TASK PROMPT
Rename "Target" to "Label" everywhere it appears in the lines below, and leave everything else as it is.

DATA RECORDS
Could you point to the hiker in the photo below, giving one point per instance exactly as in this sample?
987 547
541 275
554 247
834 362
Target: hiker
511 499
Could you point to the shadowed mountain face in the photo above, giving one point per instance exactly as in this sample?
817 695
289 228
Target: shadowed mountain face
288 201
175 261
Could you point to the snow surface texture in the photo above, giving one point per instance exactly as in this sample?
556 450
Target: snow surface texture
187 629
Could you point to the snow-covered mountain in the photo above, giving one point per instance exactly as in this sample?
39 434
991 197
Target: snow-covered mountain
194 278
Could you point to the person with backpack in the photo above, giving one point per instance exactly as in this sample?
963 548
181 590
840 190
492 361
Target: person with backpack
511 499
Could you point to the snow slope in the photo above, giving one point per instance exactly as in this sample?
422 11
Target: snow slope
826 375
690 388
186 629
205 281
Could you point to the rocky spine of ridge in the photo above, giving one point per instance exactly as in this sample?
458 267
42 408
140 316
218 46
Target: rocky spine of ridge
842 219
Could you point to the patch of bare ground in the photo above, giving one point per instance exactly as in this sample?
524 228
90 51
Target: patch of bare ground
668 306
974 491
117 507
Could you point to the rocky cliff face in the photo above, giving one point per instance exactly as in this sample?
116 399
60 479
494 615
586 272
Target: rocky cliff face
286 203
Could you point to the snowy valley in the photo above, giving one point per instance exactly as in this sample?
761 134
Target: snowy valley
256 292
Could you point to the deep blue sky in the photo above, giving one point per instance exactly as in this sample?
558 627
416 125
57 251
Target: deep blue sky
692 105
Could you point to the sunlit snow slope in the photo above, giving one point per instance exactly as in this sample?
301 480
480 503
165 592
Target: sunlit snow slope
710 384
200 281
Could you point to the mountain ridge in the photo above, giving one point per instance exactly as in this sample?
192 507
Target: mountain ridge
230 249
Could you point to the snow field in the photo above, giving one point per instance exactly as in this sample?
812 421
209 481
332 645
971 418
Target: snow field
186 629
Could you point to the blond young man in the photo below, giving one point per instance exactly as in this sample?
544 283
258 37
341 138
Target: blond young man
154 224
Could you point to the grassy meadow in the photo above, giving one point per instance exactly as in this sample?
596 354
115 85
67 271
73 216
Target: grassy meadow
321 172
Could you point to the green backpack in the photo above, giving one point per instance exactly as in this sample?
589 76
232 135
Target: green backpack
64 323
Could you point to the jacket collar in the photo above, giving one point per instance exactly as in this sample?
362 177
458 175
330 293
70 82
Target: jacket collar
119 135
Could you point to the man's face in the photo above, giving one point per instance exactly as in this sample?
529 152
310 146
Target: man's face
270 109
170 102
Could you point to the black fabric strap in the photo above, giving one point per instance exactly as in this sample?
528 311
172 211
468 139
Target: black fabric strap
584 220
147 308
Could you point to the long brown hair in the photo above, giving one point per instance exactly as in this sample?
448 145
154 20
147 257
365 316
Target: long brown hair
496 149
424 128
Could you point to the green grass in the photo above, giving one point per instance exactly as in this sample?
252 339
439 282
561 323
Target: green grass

SOLUTION
Could you point to the hiker in the photo below, giving one point per instance exactly as in this sample?
987 547
541 275
554 247
834 362
Label: hiker
511 499
Could you point to the shadowed mountain face in the photo above, giving one point per instance exactly as in this sample?
817 695
289 228
Label: shadowed mountain face
288 201
175 261
Could you point to the snow surface texture in the photo above, giving one point per instance exactly as in this sample?
556 450
Label: snow surface texture
187 629
Could you point to the snow-covered mountain in the photo above, giving one point per instance exactly as in this sample?
39 434
991 197
Label: snow-covered mountain
194 278
Could you point to the person with backpack in the photo above, giving one point per instance exactly as in this sample?
963 548
181 590
840 190
492 361
Label: person with backpack
511 499
Could you point to the snow slope in the photo above, giving one point per instance exactly as in this sample?
422 11
Label: snow slope
826 375
690 388
186 629
205 281
Could you point to the rocky spine of ridge in the photo above, giving one point per instance exactly as in this sample?
458 267
42 408
140 316
218 46
Label: rocky spine of ridge
842 219
Could you point to the patch of bare ground in the photo above, giving one point per instance exactly as in this sample?
524 228
90 51
Label: patch of bare ground
668 306
974 491
117 507
Could you point to the rocky cliff face in the photo above, giving one point per instance exactly as in this sample?
116 399
60 479
494 615
586 272
Label: rocky cliff face
286 203
Could you point to the snowy valley in the photo above, giving one point per instance exactly as in this sample?
761 134
Label: snowy valley
256 292
Could you point to the deep blue sky in the photo above, giving one point per instance exactly as in this sample?
558 627
416 125
57 251
Label: deep blue sky
692 105
Could you point to the sunlit snow slope in the photo above, giving one point per instance exactly as in this sample?
301 480
480 503
165 592
Label: sunlit snow slope
710 384
200 281
Could you point to the mountain ridge in the photo above, giving one point per instance exactly as in this sample?
192 507
Label: mountain ridge
230 249
Could you point to the snow field in the photo above, giving one point per instance exactly as in this sample?
812 421
209 481
332 645
971 418
Label: snow field
186 629
Could you point to the blond young man in the photo below, giving one point per instance exactly as in this sample?
544 283
258 37
341 138
Label: blond young man
154 224
Could you point to the grassy meadow in the photo above, giving one point per instance exactly as in this sample?
596 354
115 85
67 271
73 216
Label: grassy meadow
321 172
Could you point to the green backpack in the photo above, giving one point per instance exactly as in this sample?
589 76
232 135
Label: green backpack
64 323
Could you point to the jacket collar in the photo above, giving one point per instance exactly as in this sample?
362 177
458 175
330 293
70 82
Label: jacket collar
119 135
Could you point to the man's face in the photo above, giving one point per instance exactly as in this sample?
529 152
310 146
Label: man's face
270 109
170 102
Could you point to the black fabric strap in the photo above, giving one point per instance exactly as in this sample?
528 311
172 211
468 139
Label: black fabric strap
584 220
147 308
Could you point to the long brown hair in the photo above, giving one point per instance exactly as in this sample?
448 145
154 20
147 257
365 316
Label: long brown hair
496 149
424 128
Could you point to the green grass in the photo above, giving one point per instance exactly as in this sample?
252 339
439 282
561 323
Label: green grass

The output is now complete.